#### Task to carry out
A word-for-word transcription of every record is needed.

#### Data for the task

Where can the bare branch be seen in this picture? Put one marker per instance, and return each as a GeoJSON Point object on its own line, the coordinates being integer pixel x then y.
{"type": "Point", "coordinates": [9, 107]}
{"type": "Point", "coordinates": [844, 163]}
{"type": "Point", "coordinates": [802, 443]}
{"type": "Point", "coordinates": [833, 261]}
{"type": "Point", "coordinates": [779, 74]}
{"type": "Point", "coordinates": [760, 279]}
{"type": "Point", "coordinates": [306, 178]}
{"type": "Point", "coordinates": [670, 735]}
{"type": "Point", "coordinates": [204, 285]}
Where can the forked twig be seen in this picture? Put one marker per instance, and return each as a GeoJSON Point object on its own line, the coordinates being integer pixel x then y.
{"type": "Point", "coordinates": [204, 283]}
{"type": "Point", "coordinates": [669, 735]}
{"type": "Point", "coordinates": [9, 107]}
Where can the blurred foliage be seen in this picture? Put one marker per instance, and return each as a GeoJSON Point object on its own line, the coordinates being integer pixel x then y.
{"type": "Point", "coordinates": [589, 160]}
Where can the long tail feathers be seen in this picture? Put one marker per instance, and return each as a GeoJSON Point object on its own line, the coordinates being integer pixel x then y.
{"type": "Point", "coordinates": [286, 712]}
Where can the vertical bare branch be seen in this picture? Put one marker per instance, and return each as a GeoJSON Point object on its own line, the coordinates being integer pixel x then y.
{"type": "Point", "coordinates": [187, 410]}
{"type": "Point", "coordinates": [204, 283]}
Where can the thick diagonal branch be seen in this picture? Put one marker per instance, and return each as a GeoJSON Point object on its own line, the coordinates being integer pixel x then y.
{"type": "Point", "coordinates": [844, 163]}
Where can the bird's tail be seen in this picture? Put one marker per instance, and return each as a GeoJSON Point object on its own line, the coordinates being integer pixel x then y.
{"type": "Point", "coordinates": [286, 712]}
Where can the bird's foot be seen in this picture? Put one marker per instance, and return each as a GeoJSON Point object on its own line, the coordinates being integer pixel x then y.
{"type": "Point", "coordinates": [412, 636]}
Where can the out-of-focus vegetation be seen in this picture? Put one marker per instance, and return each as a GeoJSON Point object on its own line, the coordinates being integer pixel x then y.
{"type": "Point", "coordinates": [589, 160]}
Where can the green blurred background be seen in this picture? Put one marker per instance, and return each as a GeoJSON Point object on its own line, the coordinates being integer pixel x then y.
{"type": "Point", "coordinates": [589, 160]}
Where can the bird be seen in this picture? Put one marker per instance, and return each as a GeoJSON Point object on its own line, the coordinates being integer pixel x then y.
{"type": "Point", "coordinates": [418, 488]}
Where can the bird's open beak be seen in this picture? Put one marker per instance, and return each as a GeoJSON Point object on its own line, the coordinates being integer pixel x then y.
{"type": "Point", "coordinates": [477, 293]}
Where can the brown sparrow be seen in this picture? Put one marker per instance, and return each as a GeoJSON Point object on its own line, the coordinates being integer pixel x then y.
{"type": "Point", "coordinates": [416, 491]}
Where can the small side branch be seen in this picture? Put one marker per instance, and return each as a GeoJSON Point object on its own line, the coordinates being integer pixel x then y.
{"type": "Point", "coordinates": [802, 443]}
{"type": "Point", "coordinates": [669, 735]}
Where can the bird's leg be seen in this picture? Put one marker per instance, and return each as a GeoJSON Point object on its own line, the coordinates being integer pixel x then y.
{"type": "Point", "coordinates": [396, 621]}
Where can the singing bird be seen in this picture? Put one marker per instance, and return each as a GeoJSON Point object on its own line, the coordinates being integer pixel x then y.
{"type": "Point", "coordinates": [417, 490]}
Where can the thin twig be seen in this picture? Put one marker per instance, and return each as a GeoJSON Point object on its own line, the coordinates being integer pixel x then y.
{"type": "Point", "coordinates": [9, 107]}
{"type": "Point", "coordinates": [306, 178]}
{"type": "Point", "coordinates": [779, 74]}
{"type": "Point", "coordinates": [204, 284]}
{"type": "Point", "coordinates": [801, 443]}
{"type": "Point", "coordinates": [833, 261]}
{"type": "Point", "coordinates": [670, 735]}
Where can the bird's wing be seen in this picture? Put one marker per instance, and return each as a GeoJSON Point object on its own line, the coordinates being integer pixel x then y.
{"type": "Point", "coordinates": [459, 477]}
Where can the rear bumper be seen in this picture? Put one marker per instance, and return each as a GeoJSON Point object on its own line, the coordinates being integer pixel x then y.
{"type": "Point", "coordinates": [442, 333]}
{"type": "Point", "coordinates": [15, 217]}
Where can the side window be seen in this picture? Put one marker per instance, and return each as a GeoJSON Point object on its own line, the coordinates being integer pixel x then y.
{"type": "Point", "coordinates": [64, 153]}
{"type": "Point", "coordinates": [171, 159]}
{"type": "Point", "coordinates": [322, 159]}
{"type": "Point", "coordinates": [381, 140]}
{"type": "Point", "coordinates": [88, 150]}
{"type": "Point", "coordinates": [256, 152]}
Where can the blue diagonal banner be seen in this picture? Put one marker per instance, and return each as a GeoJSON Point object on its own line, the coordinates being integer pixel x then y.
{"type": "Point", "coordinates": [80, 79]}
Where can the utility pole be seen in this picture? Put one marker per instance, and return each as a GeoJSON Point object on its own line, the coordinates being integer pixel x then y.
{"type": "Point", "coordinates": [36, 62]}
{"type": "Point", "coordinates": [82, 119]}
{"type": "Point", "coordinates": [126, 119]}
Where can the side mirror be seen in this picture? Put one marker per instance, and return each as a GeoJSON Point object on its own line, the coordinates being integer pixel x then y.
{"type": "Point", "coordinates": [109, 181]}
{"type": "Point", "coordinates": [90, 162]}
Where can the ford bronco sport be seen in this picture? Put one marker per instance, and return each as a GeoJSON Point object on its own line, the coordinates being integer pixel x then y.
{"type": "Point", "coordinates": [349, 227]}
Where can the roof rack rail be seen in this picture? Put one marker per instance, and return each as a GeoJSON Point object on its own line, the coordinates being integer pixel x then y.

#### Answer below
Where can the bare branch be seen in this picture? Put one marker per instance, and return each as a GeoJSON Point object on its own line, the coordinates being integer pixel x then y.
{"type": "Point", "coordinates": [9, 107]}
{"type": "Point", "coordinates": [844, 163]}
{"type": "Point", "coordinates": [802, 443]}
{"type": "Point", "coordinates": [833, 261]}
{"type": "Point", "coordinates": [779, 74]}
{"type": "Point", "coordinates": [760, 279]}
{"type": "Point", "coordinates": [306, 178]}
{"type": "Point", "coordinates": [670, 735]}
{"type": "Point", "coordinates": [204, 285]}
Where can the forked twig be seen in this picture? Put one marker per instance, and return each as a GeoJSON Point object on its own line, the coordinates being integer pixel x then y.
{"type": "Point", "coordinates": [204, 283]}
{"type": "Point", "coordinates": [669, 735]}
{"type": "Point", "coordinates": [9, 107]}
Where can the blurred foliage be seen in this picture? Put one marker per instance, and return each as a GeoJSON Point object on its own line, the coordinates being integer pixel x then y.
{"type": "Point", "coordinates": [589, 160]}
Where can the long tail feathers be seen in this picture? Put one marker per instance, and return each as a GeoJSON Point object on its own line, the coordinates being integer pixel x then y.
{"type": "Point", "coordinates": [286, 712]}
Where can the vertical bare branch be seen in this picture? Put one marker per instance, and return each as a GeoJSON Point object on its own line, the coordinates being integer pixel x then y.
{"type": "Point", "coordinates": [187, 410]}
{"type": "Point", "coordinates": [204, 283]}
Where can the thick diagonal branch be seen in this picture? Put one marker per instance, and return each as a GeoJSON Point object on its own line, the coordinates being integer pixel x then y.
{"type": "Point", "coordinates": [844, 163]}
Where can the bird's tail be seen in this picture? Put one marker per instance, and return each as a GeoJSON Point object on its own line, the coordinates being integer pixel x then y.
{"type": "Point", "coordinates": [286, 712]}
Where can the bird's foot be seen in this picture? Put one marker per instance, and return each as a GeoJSON Point object on its own line, the coordinates being integer pixel x then y.
{"type": "Point", "coordinates": [412, 636]}
Where can the out-of-focus vegetation be seen in this picture? Put one marker per instance, and return each as a GeoJSON Point object on its own line, the coordinates being integer pixel x then y.
{"type": "Point", "coordinates": [589, 160]}
Where can the green blurred background be seen in this picture? Put one marker per instance, and return each as a GeoJSON Point object on its own line, the coordinates being integer pixel x then y.
{"type": "Point", "coordinates": [589, 160]}
Where can the bird be seen in this picture? Put one marker per instance, and return each as a GeoJSON Point object on its own line, the coordinates being integer pixel x then y.
{"type": "Point", "coordinates": [418, 488]}
Where can the bird's open beak be seen in this picture? Put one marker per instance, and return each as a GeoJSON Point object on its own line, the coordinates being integer pixel x then y.
{"type": "Point", "coordinates": [477, 293]}
Where can the brown sparrow be seen in this picture? Put one marker per instance, and return each as a GeoJSON Point object on its own line, the coordinates being integer pixel x then y.
{"type": "Point", "coordinates": [416, 491]}
Where can the small side branch be seen in this picture? Put one marker per instance, and return each as a GeoJSON Point object on its own line, the coordinates being integer pixel x then y.
{"type": "Point", "coordinates": [802, 443]}
{"type": "Point", "coordinates": [669, 735]}
Where can the bird's leg be seen in this picture? Put one marker per instance, and return each as a GeoJSON Point object on its own line, the coordinates being integer pixel x then y.
{"type": "Point", "coordinates": [396, 621]}
Where can the singing bird be seen in this picture? Put one marker per instance, and return each as a GeoJSON Point object on its own line, the coordinates being integer pixel x then y.
{"type": "Point", "coordinates": [417, 490]}
Where can the thin twig be seen in this picture? Put one marker per instance, and return each as a GeoJSON Point object on its own line, the coordinates being integer pixel x then y.
{"type": "Point", "coordinates": [9, 107]}
{"type": "Point", "coordinates": [306, 178]}
{"type": "Point", "coordinates": [779, 74]}
{"type": "Point", "coordinates": [204, 284]}
{"type": "Point", "coordinates": [801, 443]}
{"type": "Point", "coordinates": [833, 261]}
{"type": "Point", "coordinates": [670, 735]}
Where can the bird's wing be seen in this picture? Put one marker per instance, and return each as a GeoJSON Point object on its own line, the coordinates being integer pixel x then y.
{"type": "Point", "coordinates": [459, 477]}
Where can the rear bumper be seen in this picture? Put one marker per instance, and return each as a GeoJSON Point object on its own line, the coordinates being integer pixel x then y.
{"type": "Point", "coordinates": [442, 333]}
{"type": "Point", "coordinates": [15, 217]}
Where can the side window be seen in this picture? Put one marker per instance, and return each as a GeoJSON Point object on its own line, the coordinates being integer pixel x then y.
{"type": "Point", "coordinates": [64, 153]}
{"type": "Point", "coordinates": [171, 159]}
{"type": "Point", "coordinates": [322, 159]}
{"type": "Point", "coordinates": [381, 140]}
{"type": "Point", "coordinates": [88, 150]}
{"type": "Point", "coordinates": [256, 152]}
Where can the blue diagonal banner be seen in this picture? Put one marker per instance, and return each as a GeoJSON Point object on its own line, the coordinates being integer pixel x then y.
{"type": "Point", "coordinates": [80, 79]}
Where can the utility pole be seen in this picture? Put one marker per instance, and return each as a GeoJSON Point object on its own line, the coordinates being integer pixel x then y.
{"type": "Point", "coordinates": [36, 62]}
{"type": "Point", "coordinates": [82, 119]}
{"type": "Point", "coordinates": [126, 119]}
Where can the side mirror be seen in this picture? Put one marker per instance, and return each as a GeoJSON Point object on its own line, the coordinates being integer pixel x then y.
{"type": "Point", "coordinates": [109, 181]}
{"type": "Point", "coordinates": [90, 162]}
Where can the ford bronco sport be seen in this picture? Put one marker per instance, and return each as a GeoJSON Point object on its own line, the coordinates being integer pixel x then y.
{"type": "Point", "coordinates": [349, 227]}
Where can the roof rack rail be seen in this picture? Put one marker per instance, and return each as a GeoJSON Point object on its own line, the coordinates being integer pixel x then y.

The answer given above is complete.